(Image point grounding data)
Segment Open

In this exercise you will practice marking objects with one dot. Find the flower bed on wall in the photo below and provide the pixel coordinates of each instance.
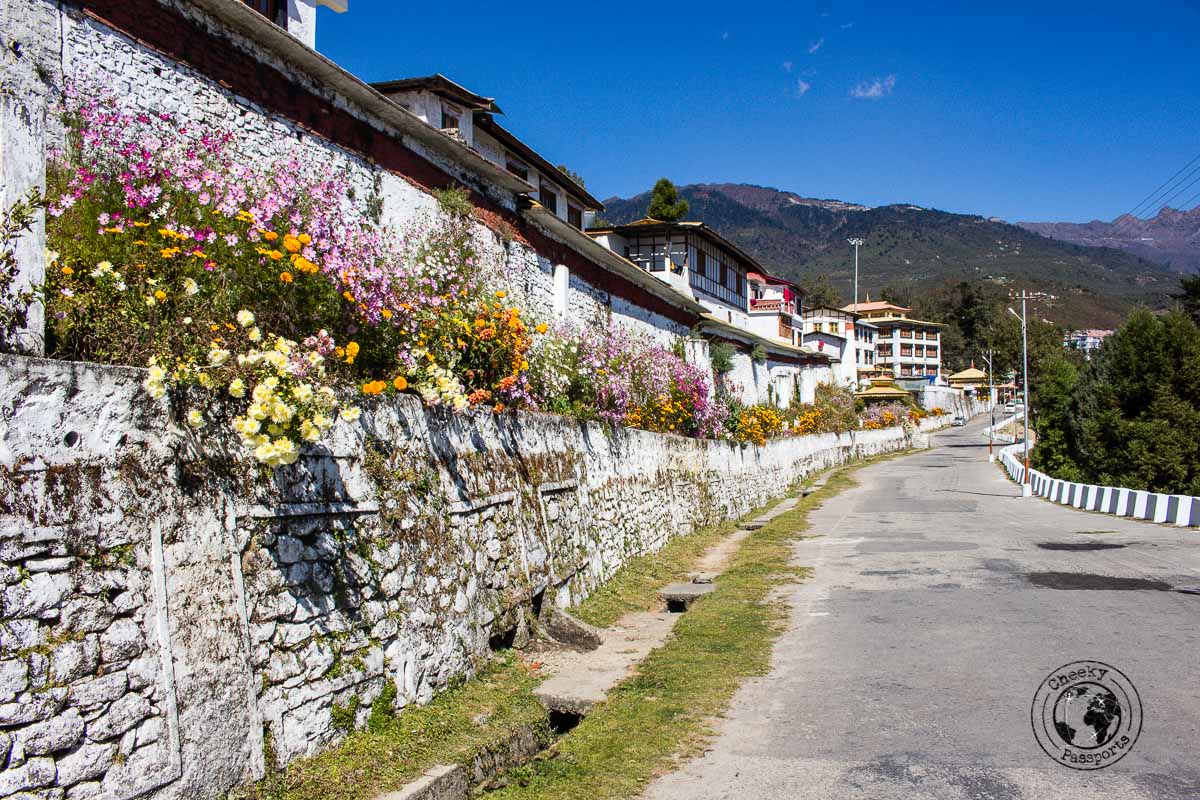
(269, 298)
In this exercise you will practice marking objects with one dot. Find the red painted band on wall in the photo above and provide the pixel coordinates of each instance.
(165, 30)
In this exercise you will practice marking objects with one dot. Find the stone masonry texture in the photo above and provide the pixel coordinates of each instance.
(172, 615)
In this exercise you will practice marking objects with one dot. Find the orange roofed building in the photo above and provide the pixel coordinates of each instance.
(912, 348)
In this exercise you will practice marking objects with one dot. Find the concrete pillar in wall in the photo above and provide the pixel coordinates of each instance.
(562, 286)
(30, 64)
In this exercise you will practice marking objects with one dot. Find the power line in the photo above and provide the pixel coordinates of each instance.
(1171, 199)
(1165, 185)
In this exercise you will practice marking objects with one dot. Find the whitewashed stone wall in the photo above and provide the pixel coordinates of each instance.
(58, 44)
(172, 614)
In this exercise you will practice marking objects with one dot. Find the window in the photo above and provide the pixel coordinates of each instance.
(517, 169)
(274, 10)
(547, 198)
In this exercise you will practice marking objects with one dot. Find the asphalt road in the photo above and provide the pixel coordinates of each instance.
(915, 650)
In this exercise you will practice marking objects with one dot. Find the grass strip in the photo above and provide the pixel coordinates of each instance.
(483, 713)
(664, 711)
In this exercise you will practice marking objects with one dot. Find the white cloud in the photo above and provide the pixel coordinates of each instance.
(875, 88)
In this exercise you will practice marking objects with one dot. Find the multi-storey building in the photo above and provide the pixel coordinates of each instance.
(912, 348)
(775, 305)
(844, 337)
(471, 118)
(747, 306)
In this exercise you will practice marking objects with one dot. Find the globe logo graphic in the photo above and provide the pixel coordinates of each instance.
(1087, 715)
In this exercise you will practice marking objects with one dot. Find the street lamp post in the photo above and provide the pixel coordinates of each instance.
(1026, 489)
(856, 241)
(991, 407)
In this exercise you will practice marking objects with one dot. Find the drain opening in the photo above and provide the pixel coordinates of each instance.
(1079, 547)
(563, 722)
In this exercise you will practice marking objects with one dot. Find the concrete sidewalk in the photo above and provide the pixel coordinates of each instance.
(940, 602)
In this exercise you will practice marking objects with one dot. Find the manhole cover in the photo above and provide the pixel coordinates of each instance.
(1079, 547)
(1089, 581)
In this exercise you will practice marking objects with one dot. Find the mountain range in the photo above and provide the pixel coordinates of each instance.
(1170, 238)
(909, 247)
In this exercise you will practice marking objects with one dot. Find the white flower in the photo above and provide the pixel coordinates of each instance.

Segment Closed

The line containing "Find the street" marks where to begin; the last line of the records marks where to stop. Copy both and all between, exactly.

In this exercise you will practice marking objects with one dot. Find the street lamp post in the photo above and provide the pixel coordinates of each instance.
(1026, 489)
(856, 241)
(991, 407)
In this exercise you will practice marking objects with one dot. Find the drain opening in the photo above and provide the pixel coordinates of each instance.
(1079, 547)
(563, 722)
In this exercise you will practice marking objects with one dot. Find the concrete sidewalk in the photo above and provide the pixel coordinates of each instance.
(940, 602)
In this exercise you will practice marking objects with one dot. Find the manhole cover in the photo above and provide the pixel coordinates of each instance.
(1079, 547)
(1089, 581)
In this exercise you will practice marking objects with one dot. Find the mountain range in the photo above and provide the pixel coordinates of each instance.
(1170, 238)
(909, 247)
In this exercise you will practice marking objects with one dot. Find the white flower in the photo above and provide the pixel coordinates of each instance.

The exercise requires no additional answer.